++++ Document section

National Guard troops are still stationed here for policing duties, and as is the case with other uniformed people with weapons, many people here are a bit nervous around them. So when a man dressed in olive green fatigues walked into the Common Ground office the other morning, folks were a little wary. Turns out he was a local and stopping by in a civil(ian) capacity: some Common Ground volunteers had helped gut and clean his home, and he wanted to offer his thanks. He came bearing a gift of several kegs of beer, courtesy of his connections with a bar. At first glance this seemed to be a happy stroke of luck for a bunch of overworked volunteers, but accepting the donations posed a number of problems:
1) there was no room to store so much beer in the cramped office space,
2) the Common Ground facility that did have enough room to store that much beer is on loan from a Catholic grade school and has a no-alcohol policy,
3) the kegs needed to be returned within a week, which gave a small window of time to consume it, and hung over volunteers are not necessarily productive volunteers.
4) throwing a large party would run the risk of the police showing up and arresting anyone leaving on charges of public intoxication (yes, it really is possible to be arrested for being drunk in New Orleans). This would in turn add more work for the understaffed legal team, and take much needed time away from the community members that Common Ground is trying to serve.

In the end, two kegs of beer were accepted, and discreetly consumed.

++++++++
++++ Data section

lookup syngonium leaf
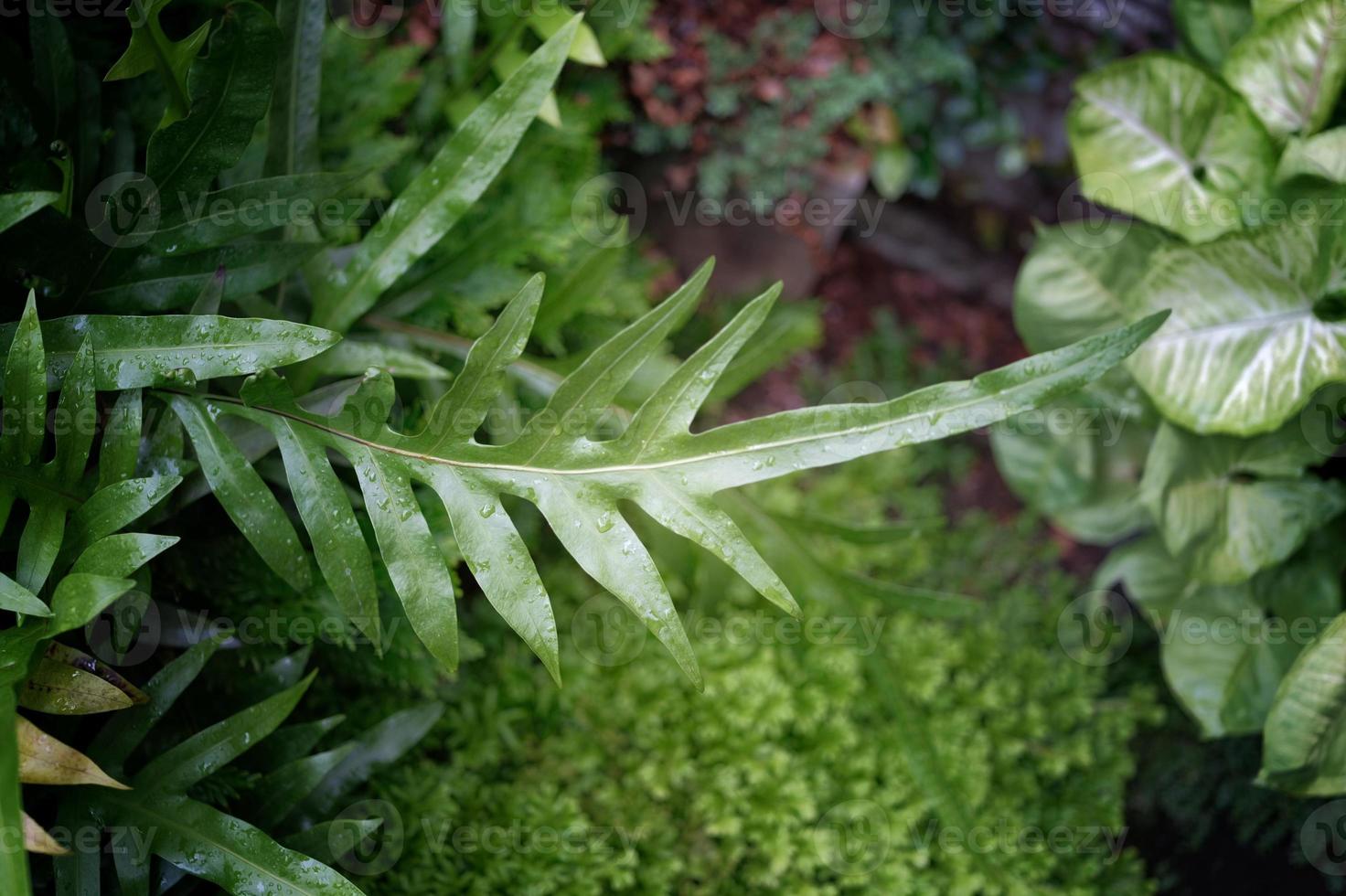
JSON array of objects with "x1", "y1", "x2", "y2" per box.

++++++++

• _Exercise instructions_
a) In the passage about the donated beer, how many kegs were accepted in the end?
b) Write out everything from "4) throwing a" down to "and discreetly consumed." in the passage about the donated beer, swapping "understaffed" for "overstretched".

• _Solutions for each task_
a) Two kegs of beer were accepted.

b)
4) throwing a large party would run the risk of the police showing up and arresting anyone leaving on charges of public intoxication (yes, it really is possible to be arrested for being drunk in New Orleans). This would in turn add more work for the overstretched legal team, and take much needed time away from the community members that Common Ground is trying to serve.

In the end, two kegs of beer were accepted, and discreetly consumed.